* Stored dataset items *
--- BEGIN ---

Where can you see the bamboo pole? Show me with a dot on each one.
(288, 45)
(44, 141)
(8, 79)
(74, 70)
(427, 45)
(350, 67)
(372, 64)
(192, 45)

--- END ---

* To be done *
Each record must be repeated exactly as it is.

* Final answer *
Where can you see the bamboo pole? Show me with a dot on each one.
(288, 45)
(44, 141)
(8, 79)
(74, 70)
(427, 45)
(350, 67)
(372, 64)
(192, 45)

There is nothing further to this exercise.